PAGE TEXT
|---|

# Jerky in smoker and dehydrator



## flipman77 (Nov 15, 2016)

Hello all,

  Has anybody ever started doing jerky in the smoker for some time to get that natural smoked flavor, then finished it off in a dehydrator?

I've done both techniques and personally prefer the Smoker technique for the flavor.

My wife prefers the dehydrator technique because she prefers the texture of the jerky. this texture I speak of has nothing to due with the cutting with or against the grain.

I personally don't see much of a difference, well enough to make me say id choose one over the other when it comes to texture.

I definitely prefer the natural smoke flavor over the liquid smoke. 

just thought I'd give this a shot, and see if anybody has ever done it.


----------



## dirtsailor2003 (Nov 15, 2016)

Quite a few do just that.

You can achieve the same texture in the smoker, it takes time and patience though. I make my jerky in the smoker only. Here's my process.

Fire up the smoker to 120°-130° Put meat in, no smoke for 1 hour. Bump temp up ten degrees add smoke (I typically run the smoke for 6-8 hours total).. Bump up the temp 10° every hour until the pit temp reaches 170°-180°. Smoke until you have the texture you are looking for.

Depending on the thickness of the meat and the texture you are looking for the entire process can take 12-18 hours.

A few jerky smokes with different textures:

http://www.smokingmeatforums.com/t/233270/thai-jerky

http://www.smokingmeatforums.com/t/227772/london-broil-we-aint-gonna-let-spoil

http://www.smokingmeatforums.com/t/...they-shout-and-scream-we-want-more-thai-jerky

http://www.smokingmeatforums.com/t/247420/thai-style-pork-loin-jerky


----------



## flipman77 (Nov 15, 2016)

thanks for the reply.   My choice of technique has always been in the smoker.  About a month ago my daughter picked up a Nesco "American Harvest" FD-80 for drying herbs.

made a small batch of jerky and did it in the Nesco.  and the wife fell in love with it.  I will be doing 10 pounds of jerky in the smoker this weekend..... I will make about a few pounds for the cross over test.


----------

|---|

LISTED RECORDS
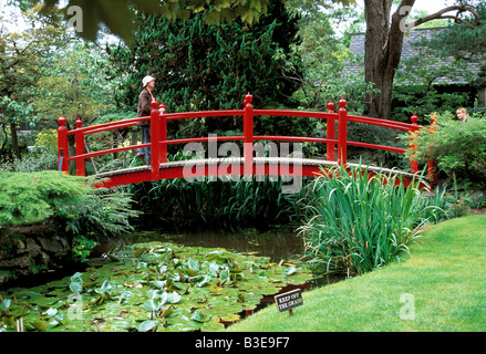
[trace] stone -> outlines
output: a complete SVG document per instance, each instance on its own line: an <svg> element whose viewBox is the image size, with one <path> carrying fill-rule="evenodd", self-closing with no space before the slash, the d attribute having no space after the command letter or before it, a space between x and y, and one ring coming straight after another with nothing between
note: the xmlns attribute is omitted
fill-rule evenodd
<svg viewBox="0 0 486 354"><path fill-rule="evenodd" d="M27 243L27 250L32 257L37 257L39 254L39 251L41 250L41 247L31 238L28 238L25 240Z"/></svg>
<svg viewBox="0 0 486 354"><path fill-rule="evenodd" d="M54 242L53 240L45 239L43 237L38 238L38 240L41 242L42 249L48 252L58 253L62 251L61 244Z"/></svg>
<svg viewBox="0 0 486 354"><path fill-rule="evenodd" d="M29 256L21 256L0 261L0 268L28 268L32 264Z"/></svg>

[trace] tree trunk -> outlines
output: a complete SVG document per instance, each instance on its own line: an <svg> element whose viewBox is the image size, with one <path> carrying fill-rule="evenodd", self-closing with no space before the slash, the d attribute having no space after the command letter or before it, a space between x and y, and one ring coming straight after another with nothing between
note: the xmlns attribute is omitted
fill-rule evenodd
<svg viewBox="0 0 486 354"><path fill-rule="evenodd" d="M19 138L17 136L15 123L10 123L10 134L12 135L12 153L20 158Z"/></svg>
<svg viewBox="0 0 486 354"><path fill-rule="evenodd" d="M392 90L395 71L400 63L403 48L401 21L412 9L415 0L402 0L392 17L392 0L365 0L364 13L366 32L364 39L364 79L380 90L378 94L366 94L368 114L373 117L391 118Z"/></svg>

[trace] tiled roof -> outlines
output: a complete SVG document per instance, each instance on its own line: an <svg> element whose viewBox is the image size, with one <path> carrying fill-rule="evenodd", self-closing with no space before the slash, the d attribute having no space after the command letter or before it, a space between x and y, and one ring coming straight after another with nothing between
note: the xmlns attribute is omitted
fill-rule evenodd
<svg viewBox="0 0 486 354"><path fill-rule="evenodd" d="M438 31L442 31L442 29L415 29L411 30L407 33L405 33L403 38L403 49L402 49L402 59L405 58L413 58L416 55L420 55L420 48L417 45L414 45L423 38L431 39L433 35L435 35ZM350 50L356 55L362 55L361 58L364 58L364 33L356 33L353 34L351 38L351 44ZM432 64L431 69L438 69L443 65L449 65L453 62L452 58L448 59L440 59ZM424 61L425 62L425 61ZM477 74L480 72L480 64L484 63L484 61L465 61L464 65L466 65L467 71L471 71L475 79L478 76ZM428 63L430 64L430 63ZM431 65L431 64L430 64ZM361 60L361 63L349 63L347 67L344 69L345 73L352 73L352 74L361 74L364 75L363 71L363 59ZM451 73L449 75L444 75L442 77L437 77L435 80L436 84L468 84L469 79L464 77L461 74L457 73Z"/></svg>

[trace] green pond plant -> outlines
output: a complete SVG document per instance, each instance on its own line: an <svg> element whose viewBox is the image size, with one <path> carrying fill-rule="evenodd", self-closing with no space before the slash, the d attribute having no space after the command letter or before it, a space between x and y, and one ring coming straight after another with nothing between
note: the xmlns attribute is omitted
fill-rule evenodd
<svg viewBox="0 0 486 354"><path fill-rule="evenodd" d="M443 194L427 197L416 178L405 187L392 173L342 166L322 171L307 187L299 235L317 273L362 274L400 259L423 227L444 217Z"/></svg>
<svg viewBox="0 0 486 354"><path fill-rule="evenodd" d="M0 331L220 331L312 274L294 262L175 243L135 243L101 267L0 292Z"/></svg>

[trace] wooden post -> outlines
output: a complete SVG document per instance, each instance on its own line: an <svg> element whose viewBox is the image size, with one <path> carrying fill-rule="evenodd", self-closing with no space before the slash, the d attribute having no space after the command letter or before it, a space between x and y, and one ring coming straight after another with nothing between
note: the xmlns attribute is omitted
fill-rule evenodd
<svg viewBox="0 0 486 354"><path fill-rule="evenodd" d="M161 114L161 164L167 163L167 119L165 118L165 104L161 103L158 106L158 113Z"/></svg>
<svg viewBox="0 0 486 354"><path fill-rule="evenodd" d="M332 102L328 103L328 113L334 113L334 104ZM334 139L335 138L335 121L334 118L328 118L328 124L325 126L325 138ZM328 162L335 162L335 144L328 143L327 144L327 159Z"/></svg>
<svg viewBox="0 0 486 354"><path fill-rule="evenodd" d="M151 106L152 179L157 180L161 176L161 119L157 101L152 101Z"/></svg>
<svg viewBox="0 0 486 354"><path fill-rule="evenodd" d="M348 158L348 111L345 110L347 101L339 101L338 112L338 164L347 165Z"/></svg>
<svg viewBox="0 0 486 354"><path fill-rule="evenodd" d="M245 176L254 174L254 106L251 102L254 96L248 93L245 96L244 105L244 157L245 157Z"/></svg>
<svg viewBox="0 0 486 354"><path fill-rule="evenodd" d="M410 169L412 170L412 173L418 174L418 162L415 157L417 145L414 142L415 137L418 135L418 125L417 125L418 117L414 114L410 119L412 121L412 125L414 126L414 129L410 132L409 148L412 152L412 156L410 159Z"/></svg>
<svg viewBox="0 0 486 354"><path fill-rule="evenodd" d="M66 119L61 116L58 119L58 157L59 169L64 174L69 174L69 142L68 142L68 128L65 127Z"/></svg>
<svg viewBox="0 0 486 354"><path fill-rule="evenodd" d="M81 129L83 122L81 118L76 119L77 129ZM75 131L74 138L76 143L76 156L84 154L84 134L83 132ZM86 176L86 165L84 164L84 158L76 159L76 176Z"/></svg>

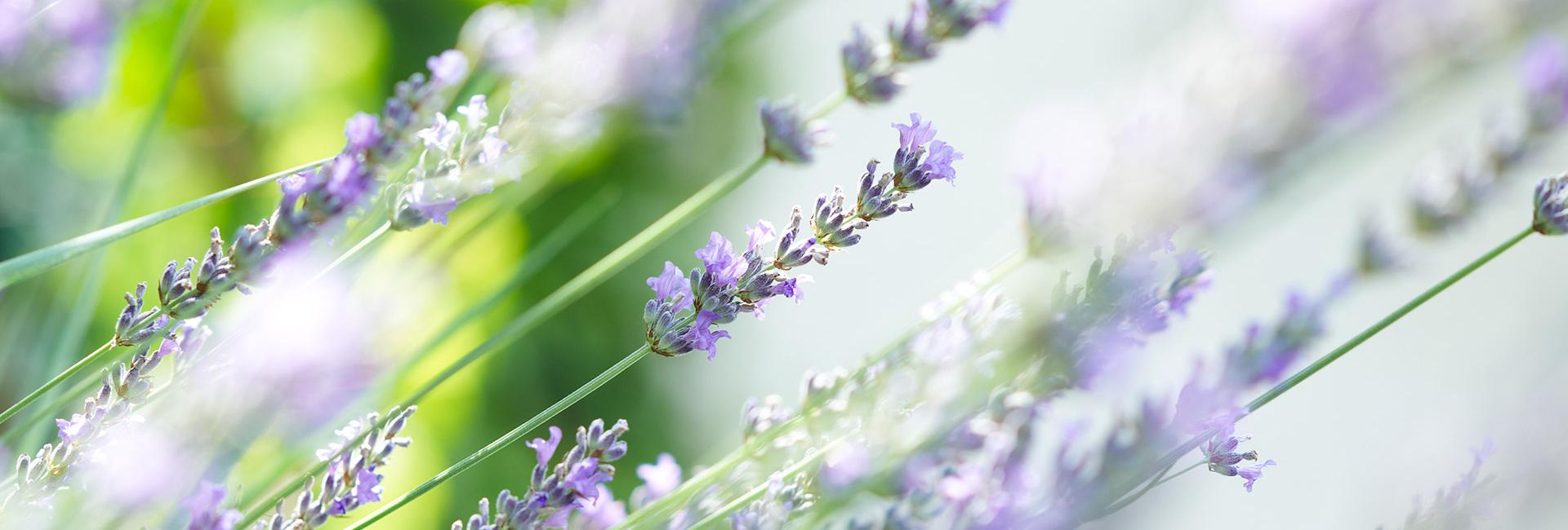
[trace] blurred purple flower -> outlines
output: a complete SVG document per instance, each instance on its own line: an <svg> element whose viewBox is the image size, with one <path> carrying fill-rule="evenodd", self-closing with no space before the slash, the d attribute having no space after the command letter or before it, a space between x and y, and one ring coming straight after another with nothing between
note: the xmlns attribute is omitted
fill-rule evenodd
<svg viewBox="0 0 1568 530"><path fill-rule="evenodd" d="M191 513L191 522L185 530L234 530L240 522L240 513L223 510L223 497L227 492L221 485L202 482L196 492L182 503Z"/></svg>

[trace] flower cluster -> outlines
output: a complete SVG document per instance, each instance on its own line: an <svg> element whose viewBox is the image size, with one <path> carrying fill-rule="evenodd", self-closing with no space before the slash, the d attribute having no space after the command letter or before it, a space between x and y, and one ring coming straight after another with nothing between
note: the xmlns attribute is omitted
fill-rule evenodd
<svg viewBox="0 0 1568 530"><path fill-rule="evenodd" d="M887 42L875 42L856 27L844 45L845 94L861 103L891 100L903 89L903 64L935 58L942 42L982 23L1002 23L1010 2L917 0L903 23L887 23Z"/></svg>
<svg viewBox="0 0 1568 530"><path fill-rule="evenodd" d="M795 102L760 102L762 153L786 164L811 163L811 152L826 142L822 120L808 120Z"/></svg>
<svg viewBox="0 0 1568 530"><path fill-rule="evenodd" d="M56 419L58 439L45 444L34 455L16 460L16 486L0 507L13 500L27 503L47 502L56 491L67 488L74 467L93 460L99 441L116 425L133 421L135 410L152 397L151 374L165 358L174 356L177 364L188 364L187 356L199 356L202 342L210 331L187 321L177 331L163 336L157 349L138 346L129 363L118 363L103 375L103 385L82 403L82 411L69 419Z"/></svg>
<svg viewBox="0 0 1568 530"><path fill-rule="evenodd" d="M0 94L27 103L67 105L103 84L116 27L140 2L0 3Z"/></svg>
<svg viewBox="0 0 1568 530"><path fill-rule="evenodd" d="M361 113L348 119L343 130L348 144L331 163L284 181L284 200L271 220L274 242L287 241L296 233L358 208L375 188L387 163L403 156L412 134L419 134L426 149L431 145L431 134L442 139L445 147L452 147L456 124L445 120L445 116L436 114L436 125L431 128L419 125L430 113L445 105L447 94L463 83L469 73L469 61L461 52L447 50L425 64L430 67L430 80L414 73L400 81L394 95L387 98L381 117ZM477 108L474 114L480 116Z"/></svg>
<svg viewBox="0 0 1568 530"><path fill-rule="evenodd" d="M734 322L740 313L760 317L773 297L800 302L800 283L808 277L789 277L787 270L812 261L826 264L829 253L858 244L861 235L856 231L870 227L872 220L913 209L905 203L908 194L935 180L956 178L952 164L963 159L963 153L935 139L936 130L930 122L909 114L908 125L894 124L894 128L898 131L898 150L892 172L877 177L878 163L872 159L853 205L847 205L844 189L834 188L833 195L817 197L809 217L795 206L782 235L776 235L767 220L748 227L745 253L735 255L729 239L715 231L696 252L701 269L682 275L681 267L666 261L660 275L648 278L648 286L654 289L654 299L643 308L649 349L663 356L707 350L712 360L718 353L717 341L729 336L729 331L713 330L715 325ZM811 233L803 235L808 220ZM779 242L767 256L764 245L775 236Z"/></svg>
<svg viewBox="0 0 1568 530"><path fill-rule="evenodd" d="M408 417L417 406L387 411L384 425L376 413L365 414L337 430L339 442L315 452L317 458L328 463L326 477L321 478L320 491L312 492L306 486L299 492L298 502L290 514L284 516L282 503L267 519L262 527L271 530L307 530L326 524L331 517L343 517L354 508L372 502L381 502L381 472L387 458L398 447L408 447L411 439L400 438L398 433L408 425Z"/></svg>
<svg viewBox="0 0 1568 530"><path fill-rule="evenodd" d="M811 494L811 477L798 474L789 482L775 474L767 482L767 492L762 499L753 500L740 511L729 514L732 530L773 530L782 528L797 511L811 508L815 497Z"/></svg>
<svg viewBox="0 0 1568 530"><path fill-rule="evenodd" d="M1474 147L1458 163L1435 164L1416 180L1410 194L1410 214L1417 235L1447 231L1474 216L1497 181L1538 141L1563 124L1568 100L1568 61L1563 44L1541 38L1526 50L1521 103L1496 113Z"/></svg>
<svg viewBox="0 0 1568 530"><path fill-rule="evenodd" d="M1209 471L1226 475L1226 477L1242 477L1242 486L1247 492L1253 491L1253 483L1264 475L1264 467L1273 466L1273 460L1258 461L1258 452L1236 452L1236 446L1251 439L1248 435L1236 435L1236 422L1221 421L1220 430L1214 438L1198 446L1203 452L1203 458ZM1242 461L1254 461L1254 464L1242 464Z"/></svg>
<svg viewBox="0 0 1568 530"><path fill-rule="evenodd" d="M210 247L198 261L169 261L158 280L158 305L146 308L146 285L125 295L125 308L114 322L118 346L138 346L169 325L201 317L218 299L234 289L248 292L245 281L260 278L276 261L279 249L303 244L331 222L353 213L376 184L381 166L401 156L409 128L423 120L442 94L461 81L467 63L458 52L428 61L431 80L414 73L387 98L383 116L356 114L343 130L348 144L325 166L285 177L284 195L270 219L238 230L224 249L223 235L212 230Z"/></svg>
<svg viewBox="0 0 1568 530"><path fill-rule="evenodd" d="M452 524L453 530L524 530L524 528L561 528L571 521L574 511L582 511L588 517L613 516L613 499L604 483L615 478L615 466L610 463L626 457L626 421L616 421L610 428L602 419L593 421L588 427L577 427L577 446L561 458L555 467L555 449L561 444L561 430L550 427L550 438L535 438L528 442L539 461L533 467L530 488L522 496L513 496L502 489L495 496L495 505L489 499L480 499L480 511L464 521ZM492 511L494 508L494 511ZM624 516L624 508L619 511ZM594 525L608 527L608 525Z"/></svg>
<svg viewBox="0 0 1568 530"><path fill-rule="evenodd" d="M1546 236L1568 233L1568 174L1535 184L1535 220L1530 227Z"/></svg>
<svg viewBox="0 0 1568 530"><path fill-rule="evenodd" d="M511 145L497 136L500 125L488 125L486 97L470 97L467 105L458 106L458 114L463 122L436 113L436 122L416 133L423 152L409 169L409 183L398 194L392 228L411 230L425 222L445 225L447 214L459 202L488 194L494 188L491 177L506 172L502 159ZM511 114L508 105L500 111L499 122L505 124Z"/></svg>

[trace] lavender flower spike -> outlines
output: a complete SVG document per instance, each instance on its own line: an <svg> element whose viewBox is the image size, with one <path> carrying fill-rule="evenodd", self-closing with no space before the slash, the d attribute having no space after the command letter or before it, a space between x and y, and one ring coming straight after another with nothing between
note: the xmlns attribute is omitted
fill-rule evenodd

|---|

EXERCISE TASK A
In the jerky thread, how long can dirtsailor2003's whole smoker process take?
EXERCISE TASK B
Reproduce the jerky thread word for word from "I've done both" up to and including "the liquid smoke.".

EXERCISE ANSWER A
12-18 hours, depending on the thickness of the meat and the texture wanted.

EXERCISE ANSWER B
I've done both techniques and personally prefer the Smoker technique for the flavor.

My wife prefers the dehydrator technique because she prefers the texture of the jerky. this texture I speak of has nothing to due with the cutting with or against the grain.

I personally don't see much of a difference, well enough to make me say id choose one over the other when it comes to texture.

I definitely prefer the natural smoke flavor over the liquid smoke.